--- Start of EXTRACT PROVIDED ---

Re: stepper pulse rate idea
On Friday 14 March 2003 00:51, Tim Goldstein wrote:
> > 3 - c Ray needs to reduce his caffeine intake?
>
> This one gets my vote.
>
> How many machines would it actually help considering the hardware and
> software work required? Most of the machines that I am aware of
> requiring a higher pulse rate than EMC can provide are using 20 TPI
> screws direct drive on 10 micro step drives.
Think about it this way:
Most modern stepper motors produce 70% torque at 2K or more steps/second
(Sanyo H series for example)
The (now ubiquotous) Gecko drives are 10:1 microstepping. You'll need to
provide 20Khz into the drive to get maximum speed out of the motor
If youve designed the machine correctly, at your peak cutting speed you'll
hit 20khz on the drive pulses, and 2K steps/second on the motor ...

--- End of EXTRACT PROVIDED ---

- SET TASK 1: Reproduce the stepper pulse rate post verbatim, from "The (now ubiquotous)" up to and including "the motor ...".

--- Start of ROWS ---

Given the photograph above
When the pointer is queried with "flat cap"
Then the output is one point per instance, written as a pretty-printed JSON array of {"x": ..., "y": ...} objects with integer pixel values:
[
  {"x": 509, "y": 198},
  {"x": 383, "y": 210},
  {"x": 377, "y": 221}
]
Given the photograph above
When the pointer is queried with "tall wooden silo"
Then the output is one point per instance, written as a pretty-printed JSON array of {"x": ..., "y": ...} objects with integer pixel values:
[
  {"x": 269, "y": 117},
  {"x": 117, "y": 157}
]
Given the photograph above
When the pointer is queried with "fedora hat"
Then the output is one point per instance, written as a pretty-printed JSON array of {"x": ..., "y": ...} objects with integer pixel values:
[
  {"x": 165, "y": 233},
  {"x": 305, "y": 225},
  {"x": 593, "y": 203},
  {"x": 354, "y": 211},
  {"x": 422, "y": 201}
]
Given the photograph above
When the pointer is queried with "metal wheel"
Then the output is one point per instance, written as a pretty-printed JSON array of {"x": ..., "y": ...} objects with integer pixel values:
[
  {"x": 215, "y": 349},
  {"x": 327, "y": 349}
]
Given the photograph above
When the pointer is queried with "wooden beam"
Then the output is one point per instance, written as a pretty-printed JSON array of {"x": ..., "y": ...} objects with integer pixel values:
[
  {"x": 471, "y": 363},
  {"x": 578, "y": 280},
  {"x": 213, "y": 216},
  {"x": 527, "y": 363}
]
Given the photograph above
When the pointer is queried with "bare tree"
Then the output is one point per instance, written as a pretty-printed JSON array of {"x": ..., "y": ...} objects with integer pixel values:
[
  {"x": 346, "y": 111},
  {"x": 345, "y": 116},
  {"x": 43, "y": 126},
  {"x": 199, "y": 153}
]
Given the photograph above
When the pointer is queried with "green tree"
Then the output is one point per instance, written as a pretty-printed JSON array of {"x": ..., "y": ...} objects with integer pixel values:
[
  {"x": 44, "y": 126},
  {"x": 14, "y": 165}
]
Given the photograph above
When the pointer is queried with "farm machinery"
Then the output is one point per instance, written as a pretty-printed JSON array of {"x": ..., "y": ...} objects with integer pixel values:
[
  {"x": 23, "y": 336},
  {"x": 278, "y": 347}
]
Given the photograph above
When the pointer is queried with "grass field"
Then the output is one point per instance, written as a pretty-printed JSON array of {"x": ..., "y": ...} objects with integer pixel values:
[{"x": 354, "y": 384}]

--- End of ROWS ---
--- Start of ROWS ---

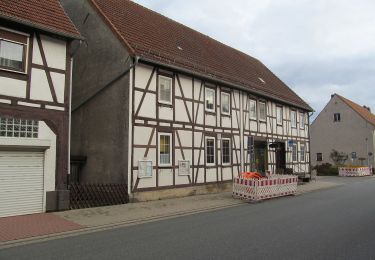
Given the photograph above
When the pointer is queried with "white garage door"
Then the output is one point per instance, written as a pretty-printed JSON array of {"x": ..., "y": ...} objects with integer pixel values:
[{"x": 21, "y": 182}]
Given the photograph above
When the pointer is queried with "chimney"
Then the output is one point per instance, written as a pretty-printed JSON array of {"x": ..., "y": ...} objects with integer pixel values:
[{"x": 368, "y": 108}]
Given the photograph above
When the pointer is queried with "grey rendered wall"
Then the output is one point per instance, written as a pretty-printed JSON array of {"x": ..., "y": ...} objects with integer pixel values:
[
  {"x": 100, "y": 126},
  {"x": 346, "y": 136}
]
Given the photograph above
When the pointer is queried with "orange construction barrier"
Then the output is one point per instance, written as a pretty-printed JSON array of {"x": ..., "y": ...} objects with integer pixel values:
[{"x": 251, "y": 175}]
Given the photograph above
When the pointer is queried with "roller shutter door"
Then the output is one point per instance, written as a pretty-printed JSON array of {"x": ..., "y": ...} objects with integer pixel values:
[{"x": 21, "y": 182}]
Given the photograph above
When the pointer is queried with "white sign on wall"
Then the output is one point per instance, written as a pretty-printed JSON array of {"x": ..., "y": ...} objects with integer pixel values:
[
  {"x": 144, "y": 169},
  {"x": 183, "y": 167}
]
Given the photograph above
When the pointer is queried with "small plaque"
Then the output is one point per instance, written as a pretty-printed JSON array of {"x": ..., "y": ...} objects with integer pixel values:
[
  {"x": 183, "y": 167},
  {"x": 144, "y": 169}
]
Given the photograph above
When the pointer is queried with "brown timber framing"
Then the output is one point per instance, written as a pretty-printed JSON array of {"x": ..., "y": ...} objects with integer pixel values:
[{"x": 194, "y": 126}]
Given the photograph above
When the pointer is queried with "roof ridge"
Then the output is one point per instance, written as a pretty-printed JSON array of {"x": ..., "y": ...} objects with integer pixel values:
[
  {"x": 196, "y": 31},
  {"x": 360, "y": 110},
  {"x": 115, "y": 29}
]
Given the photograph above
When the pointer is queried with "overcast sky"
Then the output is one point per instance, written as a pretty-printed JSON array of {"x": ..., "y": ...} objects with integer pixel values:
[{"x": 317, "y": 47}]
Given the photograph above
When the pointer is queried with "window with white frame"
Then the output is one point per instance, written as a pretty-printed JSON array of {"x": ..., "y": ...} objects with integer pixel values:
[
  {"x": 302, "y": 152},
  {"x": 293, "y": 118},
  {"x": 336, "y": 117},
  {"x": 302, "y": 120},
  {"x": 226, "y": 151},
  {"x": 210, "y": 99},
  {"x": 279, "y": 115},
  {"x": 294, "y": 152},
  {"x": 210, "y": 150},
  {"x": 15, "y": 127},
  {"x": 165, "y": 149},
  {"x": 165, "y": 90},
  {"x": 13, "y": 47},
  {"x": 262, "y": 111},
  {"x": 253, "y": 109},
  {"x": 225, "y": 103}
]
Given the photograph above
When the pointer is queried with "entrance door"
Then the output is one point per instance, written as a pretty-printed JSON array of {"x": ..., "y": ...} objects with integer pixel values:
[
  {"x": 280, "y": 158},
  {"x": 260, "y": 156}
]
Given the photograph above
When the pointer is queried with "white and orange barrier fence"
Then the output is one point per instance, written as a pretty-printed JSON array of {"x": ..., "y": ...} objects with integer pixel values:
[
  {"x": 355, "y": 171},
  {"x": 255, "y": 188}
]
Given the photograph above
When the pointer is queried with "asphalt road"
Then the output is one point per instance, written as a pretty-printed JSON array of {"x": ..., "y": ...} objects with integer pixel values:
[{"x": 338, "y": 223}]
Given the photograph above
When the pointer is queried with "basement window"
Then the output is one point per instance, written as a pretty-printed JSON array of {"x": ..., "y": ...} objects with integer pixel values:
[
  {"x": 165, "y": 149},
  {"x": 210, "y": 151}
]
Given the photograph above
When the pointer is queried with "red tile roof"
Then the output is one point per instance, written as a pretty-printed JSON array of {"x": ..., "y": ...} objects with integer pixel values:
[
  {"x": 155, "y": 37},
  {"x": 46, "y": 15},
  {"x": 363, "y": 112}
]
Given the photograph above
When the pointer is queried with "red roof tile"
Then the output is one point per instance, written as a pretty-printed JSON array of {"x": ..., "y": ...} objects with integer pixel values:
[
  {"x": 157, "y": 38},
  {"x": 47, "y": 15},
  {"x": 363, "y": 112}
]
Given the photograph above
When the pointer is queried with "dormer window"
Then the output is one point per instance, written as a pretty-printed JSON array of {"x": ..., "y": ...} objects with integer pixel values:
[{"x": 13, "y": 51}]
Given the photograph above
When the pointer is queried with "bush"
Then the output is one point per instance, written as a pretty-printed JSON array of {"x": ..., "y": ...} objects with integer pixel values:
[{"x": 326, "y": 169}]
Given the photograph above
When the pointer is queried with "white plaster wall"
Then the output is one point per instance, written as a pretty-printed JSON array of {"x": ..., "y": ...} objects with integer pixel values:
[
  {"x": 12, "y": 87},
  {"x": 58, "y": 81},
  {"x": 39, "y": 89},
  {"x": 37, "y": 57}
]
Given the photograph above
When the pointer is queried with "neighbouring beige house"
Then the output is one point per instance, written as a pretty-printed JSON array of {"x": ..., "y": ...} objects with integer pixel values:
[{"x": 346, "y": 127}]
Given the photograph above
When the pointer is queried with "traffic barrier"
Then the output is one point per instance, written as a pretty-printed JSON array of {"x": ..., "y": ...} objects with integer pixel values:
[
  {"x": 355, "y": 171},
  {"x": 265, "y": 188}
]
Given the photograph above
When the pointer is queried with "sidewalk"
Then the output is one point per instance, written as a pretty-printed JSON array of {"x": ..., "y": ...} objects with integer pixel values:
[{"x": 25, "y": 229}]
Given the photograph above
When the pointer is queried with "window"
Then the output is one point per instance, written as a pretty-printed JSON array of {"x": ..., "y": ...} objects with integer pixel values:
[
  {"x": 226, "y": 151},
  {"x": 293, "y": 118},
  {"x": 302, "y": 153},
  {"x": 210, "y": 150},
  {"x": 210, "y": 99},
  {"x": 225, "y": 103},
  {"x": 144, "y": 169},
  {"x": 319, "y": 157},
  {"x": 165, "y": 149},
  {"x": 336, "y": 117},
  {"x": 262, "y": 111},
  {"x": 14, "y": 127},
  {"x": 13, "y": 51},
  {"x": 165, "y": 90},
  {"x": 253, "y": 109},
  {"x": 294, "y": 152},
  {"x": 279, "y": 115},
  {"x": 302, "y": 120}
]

--- End of ROWS ---

- SET TASK 2: Count the lines of the records that contain the string "wooden", matching case exactly. Reply with the number alone.

- TASK RESULT 1:
The (now ubiquotous) Gecko drives are 10:1 microstepping. You'll need to
provide 20Khz into the drive to get maximum speed out of the motor
If youve designed the machine correctly, at your peak cutting speed you'll
hit 20khz on the drive pulses, and 2K steps/second on the motor ...

- TASK RESULT 2: 2